— What needs to be done —
Each entry below is to be duplicated verbatim.

— Input records —
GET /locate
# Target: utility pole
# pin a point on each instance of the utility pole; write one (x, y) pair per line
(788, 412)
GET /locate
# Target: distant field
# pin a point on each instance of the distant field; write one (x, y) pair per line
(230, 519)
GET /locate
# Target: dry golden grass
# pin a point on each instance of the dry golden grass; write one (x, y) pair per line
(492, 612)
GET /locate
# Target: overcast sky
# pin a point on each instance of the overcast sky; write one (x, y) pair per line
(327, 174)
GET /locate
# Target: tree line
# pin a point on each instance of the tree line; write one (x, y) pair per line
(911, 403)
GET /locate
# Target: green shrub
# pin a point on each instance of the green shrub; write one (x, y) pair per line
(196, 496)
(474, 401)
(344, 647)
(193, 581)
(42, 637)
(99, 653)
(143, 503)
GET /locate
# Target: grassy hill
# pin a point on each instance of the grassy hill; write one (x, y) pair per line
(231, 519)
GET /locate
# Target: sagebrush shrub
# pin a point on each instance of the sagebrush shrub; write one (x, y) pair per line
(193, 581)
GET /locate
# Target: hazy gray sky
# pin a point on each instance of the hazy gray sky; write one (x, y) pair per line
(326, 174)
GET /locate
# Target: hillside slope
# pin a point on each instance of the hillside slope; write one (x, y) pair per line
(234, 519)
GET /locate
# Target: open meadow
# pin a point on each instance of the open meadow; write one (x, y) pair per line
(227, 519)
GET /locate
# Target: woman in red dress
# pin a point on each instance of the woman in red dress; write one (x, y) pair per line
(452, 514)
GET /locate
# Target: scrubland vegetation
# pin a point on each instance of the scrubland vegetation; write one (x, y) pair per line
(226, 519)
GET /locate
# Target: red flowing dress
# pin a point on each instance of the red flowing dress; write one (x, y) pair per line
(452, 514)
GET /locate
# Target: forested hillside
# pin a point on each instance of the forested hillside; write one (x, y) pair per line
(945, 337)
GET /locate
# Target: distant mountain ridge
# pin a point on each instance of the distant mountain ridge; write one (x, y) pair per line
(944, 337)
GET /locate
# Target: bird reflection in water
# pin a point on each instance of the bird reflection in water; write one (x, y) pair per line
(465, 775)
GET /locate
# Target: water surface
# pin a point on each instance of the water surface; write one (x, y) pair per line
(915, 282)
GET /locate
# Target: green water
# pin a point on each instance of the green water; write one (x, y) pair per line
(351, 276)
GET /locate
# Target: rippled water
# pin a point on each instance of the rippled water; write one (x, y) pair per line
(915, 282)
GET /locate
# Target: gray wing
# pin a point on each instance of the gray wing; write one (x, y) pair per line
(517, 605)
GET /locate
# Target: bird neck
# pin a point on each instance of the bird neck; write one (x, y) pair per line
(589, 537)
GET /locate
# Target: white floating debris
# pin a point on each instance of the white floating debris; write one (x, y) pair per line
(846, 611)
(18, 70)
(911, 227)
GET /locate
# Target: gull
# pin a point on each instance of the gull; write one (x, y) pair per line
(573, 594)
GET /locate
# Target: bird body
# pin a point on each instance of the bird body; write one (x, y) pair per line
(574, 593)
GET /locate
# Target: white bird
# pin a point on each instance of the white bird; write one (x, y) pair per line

— Solved problem —
GET /locate
# Target: utility pole
# pin a point on each instance of the utility pole; write one (x, y) pair per line
(788, 412)
GET /locate
# Target: distant field
# pin a point on each instance of the distant field; write one (x, y) pair per line
(230, 519)
GET /locate
# Target: dry golden grass
# pin a point on each instance of the dry golden grass; write one (x, y) pair per line
(492, 612)
GET /locate
# Target: overcast sky
# pin a point on each instance of the overcast sky; write one (x, y) pair per line
(327, 174)
GET /locate
# Target: tree line
# pin a point on each instance of the tree line; write one (x, y) pair per line
(911, 403)
GET /locate
# Target: green shrub
# pin a point on each instance of the green shrub; write one (x, y) pair per line
(196, 496)
(474, 401)
(344, 647)
(193, 581)
(42, 637)
(99, 653)
(143, 503)
GET /locate
# Target: grassy hill
# pin a point on each instance of the grassy hill; write one (x, y) pair per line
(231, 519)
GET /locate
# Target: sagebrush shrub
# pin a point on each instance of the sagebrush shrub; write one (x, y) pair per line
(193, 581)
GET /locate
# Target: hazy gray sky
# pin a point on each instance of the hazy gray sky; write one (x, y) pair per line
(326, 174)
GET /locate
# Target: hillside slope
# pin a point on each instance of the hillside slope; write one (x, y) pair per line
(234, 519)
GET /locate
# Target: open meadow
# pin a point on each instance of the open meadow; write one (x, y) pair per line
(227, 519)
GET /locate
# Target: woman in red dress
# pin a point on each instance of the woman in red dress; write one (x, y) pair per line
(452, 514)
GET /locate
# Target: scrubland vegetation
# pin a point on each instance of the scrubland vegetation; write one (x, y) pair per line
(226, 519)
GET /locate
# Target: red flowing dress
# pin a point on each instance of the red flowing dress; write one (x, y) pair per line
(452, 514)
GET /locate
# Target: forested hillside
# pin a point on each instance of the forested hillside; write one (x, y) pair per line
(945, 337)
GET /locate
# Target: distant mountain ridge
# pin a point on each instance of the distant mountain ridge; write one (x, y) pair per line
(944, 337)
GET /locate
# Target: bird reflection in water
# pin a point on each instance of the bird reflection in water; write one (x, y) pair per line
(465, 775)
GET /locate
# Target: water surface
# pin a point on each instance of the water surface; write one (x, y) pair per line
(915, 282)
GET /locate
# Target: green water
# pin a point on each instance of the green water; write one (x, y) pair per line
(351, 276)
GET /locate
# Target: rippled water
# pin a point on each instance of the rippled water; write one (x, y) pair per line
(915, 282)
GET /locate
# Target: gray wing
# pin a point on each instance of the gray wing; write one (x, y) pair per line
(517, 605)
GET /locate
# Target: bird neck
# pin a point on each instance of the bird neck; write one (x, y) pair per line
(589, 537)
GET /locate
# Target: white floating debris
# pin a point on each instance of the white floating debris; write one (x, y) pair per line
(846, 611)
(18, 70)
(911, 227)
GET /locate
# Target: gull
# pin a point on each instance of the gull; write one (x, y) pair per line
(573, 594)
GET /locate
# Target: bird body
# pin a point on each instance of the bird body; write one (x, y) pair per line
(574, 593)
GET /locate
# Target: white bird
# pin a point on each instance of the white bird; write one (x, y) pair per line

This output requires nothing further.